EXCERPT

┏━━

The EEA framework was designed for a continental economy. When Polish or Romanian workers move to Germany — 84 million people, deep housing stock, a mature institutional rental sector — the demand shock is diffuse. When the same workers move to Iceland — 400,000 people, negligible housing buffer, no institutional rental sector to speak of — the proportional impact is orders of magnitude larger. The framework guarantees the same freedom of movement to both, but the absorption capacity is radically different. This is not an argument against free movement. It is an observation that Iceland's domestic housing policy needed to account for it, and did not.

The populist framing says the new workers drove down wages. That is not an inflation story — wage suppression is deflationary — and it is not what happened. Over 2015–2025, wages for immigrant workers grew +87.6% (nominal), outpacing Icelandic-background workers at +80.3%. The bottom of the income distribution grew fastest in real terms (d10: +32.5%, d20: +40.8%) while the top was essentially flat (d90: +11.0%, p99: +0.9%). The immigrant-Icelandic wage gap narrowed, not widened. This is a tight labor market pulling up from the bottom — the opposite of the suppression story.

But the workers' own union identifies the actual channel. Efling, under Sólveig Anna Jónsdóttir, has been explicit that the catch-up wage demands of the last several kjarasamningar are not about headline inflation in the abstract — they are about capital-area rent consuming their members' take-home pay. The workers are not saying their wages are too low. They are saying their housing costs are too high.

That is the channel. Every one of those 75,000 new residents needed somewhere to live. They are overwhelmingly renters — foreign workers in Iceland rarely have the credit history, savings, or verðtryggð-mortgage access to buy. They concentrate in the capital area, where the jobs are. Their rental bids compete with each other and with Icelandic renters for a housing stock that did not grow to match.

HMS's own numbers put a shape on the pressure. The non-market rental waiting list for working-age low-income tenants — the specific demographic the labor-absorption boom is pulling in — more than doubled between 2022 and 2025, from 1,923 to 3,871 households. Every other waitlist category (elderly, student, established social rental) stayed flat or shrank. The surge is in one category, and it is the one that matches the flow.

HMS non-market rental waiting lists by category (2022–2025)

The question becomes: what happened on the supply side?

The walls

How many new housing units did Iceland build to absorb these people? About 26,700 between 2015 and 2024. On the cruder measure — headcount per household at 2.5 — the aggregate volume roughly matches the 60,000 new residents. But the cruder measure is misleading, and three sharper measures all point the same direction.

Annual housing completions, Iceland (1970–2025)

First measure: adults per dwelling. HMS uses this instead of headcount because housing is bid by adults, not households. Over 2015–2024, Iceland's adult population grew 22% while the completed dwelling stock grew 19%. That three-point gap is what HMS quantifies as the íbúðaskuld, the accumulated housing debt: 10,000–15,000 units, most of it piled up in 2017–2019 when demographic acceleration ran ahead of the pipeline. 2025 drew the capital-area backlog down by about 500 units. At that rate the clearance takes decades.

┗━━

CHALLENGES
a: Answer these questions using the excerpt on Iceland's housing and immigration:
(i) By what percentage did nominal wages for immigrant workers grow over 2015–2025?
(ii) How many households were on the HMS non-market rental waiting list for working-age low-income tenants in 2022 and in 2025?
(iii) About how many new housing units did Iceland build between 2015 and 2024?
b: Write the next part of the piece on Iceland's housing shortage, starting after its final sentence.
The material after this text is separate from it.

[Records from a collection]
┏━━

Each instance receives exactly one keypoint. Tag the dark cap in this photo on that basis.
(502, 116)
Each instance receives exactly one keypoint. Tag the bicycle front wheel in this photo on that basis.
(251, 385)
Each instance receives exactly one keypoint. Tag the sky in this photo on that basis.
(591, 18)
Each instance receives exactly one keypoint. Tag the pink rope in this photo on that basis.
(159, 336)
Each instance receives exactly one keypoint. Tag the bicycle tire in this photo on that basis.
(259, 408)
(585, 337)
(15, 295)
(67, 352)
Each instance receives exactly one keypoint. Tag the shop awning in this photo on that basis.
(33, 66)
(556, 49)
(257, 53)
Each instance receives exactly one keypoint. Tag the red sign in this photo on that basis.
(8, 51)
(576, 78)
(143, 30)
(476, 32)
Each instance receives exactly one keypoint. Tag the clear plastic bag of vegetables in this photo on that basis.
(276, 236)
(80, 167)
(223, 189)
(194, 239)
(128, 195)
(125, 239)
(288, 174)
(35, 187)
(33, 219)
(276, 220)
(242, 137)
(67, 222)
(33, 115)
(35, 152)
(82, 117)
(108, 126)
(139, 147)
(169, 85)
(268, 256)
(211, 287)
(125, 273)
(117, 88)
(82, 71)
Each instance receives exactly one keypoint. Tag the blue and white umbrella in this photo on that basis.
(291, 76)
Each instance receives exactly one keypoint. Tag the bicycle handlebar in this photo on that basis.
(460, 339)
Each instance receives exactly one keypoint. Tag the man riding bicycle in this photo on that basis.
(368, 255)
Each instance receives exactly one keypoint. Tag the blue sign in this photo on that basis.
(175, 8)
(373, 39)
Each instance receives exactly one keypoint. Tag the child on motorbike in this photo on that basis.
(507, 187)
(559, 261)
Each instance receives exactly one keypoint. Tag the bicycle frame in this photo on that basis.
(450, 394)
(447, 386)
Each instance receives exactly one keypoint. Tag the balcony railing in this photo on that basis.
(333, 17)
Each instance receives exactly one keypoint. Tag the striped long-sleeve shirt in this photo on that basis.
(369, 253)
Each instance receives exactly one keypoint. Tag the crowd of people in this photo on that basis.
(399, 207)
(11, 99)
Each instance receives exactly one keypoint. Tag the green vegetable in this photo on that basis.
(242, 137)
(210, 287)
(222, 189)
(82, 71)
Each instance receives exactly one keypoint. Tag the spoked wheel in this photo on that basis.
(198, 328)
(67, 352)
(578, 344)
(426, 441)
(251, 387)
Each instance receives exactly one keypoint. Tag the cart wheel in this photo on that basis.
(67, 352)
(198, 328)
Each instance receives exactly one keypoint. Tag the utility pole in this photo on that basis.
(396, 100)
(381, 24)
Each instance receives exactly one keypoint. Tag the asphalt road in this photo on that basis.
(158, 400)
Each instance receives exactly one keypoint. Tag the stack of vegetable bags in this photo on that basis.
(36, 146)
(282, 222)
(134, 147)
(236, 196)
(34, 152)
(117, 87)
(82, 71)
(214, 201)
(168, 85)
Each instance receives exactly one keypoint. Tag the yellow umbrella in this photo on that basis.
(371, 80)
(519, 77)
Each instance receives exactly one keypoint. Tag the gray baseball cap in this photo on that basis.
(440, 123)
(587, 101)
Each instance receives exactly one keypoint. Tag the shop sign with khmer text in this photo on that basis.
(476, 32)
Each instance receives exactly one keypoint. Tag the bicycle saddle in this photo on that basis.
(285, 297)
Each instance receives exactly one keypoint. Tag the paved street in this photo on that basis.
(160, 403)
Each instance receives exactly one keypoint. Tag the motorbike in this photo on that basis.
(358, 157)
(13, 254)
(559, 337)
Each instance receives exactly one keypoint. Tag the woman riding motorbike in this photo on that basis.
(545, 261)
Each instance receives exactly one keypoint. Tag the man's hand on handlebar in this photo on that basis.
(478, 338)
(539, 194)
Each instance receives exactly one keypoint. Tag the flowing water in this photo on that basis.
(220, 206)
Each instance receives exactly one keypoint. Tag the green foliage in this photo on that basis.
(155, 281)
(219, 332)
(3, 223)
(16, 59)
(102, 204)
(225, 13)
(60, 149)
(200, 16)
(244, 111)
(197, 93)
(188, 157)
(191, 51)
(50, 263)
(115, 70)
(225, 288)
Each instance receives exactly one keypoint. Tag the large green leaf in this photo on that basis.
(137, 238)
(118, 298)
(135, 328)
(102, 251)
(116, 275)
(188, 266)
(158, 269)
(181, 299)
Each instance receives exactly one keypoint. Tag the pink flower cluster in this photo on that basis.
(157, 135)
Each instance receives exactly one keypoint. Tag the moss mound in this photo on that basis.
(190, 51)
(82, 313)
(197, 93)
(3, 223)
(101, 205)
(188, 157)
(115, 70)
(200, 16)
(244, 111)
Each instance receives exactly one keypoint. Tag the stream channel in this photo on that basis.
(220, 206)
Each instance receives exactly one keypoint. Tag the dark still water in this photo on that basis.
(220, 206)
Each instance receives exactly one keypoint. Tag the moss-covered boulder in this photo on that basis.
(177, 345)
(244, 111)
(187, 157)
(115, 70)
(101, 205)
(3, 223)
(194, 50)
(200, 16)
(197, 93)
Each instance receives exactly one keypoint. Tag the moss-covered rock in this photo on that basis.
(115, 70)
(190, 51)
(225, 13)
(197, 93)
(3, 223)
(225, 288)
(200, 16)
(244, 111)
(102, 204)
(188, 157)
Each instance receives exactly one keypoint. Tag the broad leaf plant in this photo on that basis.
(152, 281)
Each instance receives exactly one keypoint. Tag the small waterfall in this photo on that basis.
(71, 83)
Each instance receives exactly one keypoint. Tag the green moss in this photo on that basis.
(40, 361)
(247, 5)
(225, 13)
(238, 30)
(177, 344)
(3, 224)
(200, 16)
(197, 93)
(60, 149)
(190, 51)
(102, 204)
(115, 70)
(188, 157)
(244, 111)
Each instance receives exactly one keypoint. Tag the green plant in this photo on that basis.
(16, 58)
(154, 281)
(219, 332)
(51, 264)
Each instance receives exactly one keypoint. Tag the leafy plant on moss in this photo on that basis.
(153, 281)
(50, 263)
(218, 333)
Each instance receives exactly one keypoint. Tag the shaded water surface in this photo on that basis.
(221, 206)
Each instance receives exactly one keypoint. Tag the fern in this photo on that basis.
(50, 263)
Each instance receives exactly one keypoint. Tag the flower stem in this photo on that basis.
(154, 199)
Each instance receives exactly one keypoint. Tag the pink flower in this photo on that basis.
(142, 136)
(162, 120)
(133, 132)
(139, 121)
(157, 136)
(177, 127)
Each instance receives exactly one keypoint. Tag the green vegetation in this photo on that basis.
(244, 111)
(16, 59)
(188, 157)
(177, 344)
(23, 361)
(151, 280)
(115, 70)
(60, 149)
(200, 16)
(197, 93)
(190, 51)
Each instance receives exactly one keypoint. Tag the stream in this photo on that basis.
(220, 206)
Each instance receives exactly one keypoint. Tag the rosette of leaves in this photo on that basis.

┗━━

FINAL RESULTS
a:
(i) +87.6%
(ii) 1,923 households in 2022 and 3,871 in 2025
(iii) About 26,700

b:
Second measure: absorption. Completions are not occupancy. The Central Bank's FSR 2026/1 reports that new-build apartments in the capital area now take about 18 months to clear at current sales velocity, against roughly six months for older stock. More than half of new builds sold below asking price in February 2026. New builds dropped from 20% to 16% of capital-area sales in 2025 even as they made up a larger share of listings. Units enter the completions tally. They don't enter households.

Third measure: the size mismatch. Iceland needs roughly 4,000–5,000 new units a year for the next 25 years; about 3,000 are being built. The shortage is sharpest in apartments under 60 m² — the segment that actually matches single workers, young couples, and widowed seniors downsizing. The current development pipeline for sub-60 m² units runs at around 450 units against a requirement of roughly 1,200 per year. The market is not producing what the demand is bidding on.

Fourth measure: the scale gap. Construction-cost estimates from Hannarr ehf (compiled by Margeirsson, 2022) run the arithmetic on the same 85 m² apartment built two different ways on an identical plot. A two-storey "sprawl" development yields 88 units at 42.9 million ISK per unit. A five-storey dense development on the same 10,000 m² plot yields 221 units at 34.1 million ISK per unit — a 21% lower cost per unit and 2.5 times the unit count. The scale economy is real and available. It is not being captured because individual private developers building 20–40 units at a time cannot absorb the land cost or the upfront financing that unlocks it. Only balance-sheet investors with long-duration liabilities — pension funds, insurance companies, large non-profit housing societies — can. And in the Icelandic model, they are not the ones building.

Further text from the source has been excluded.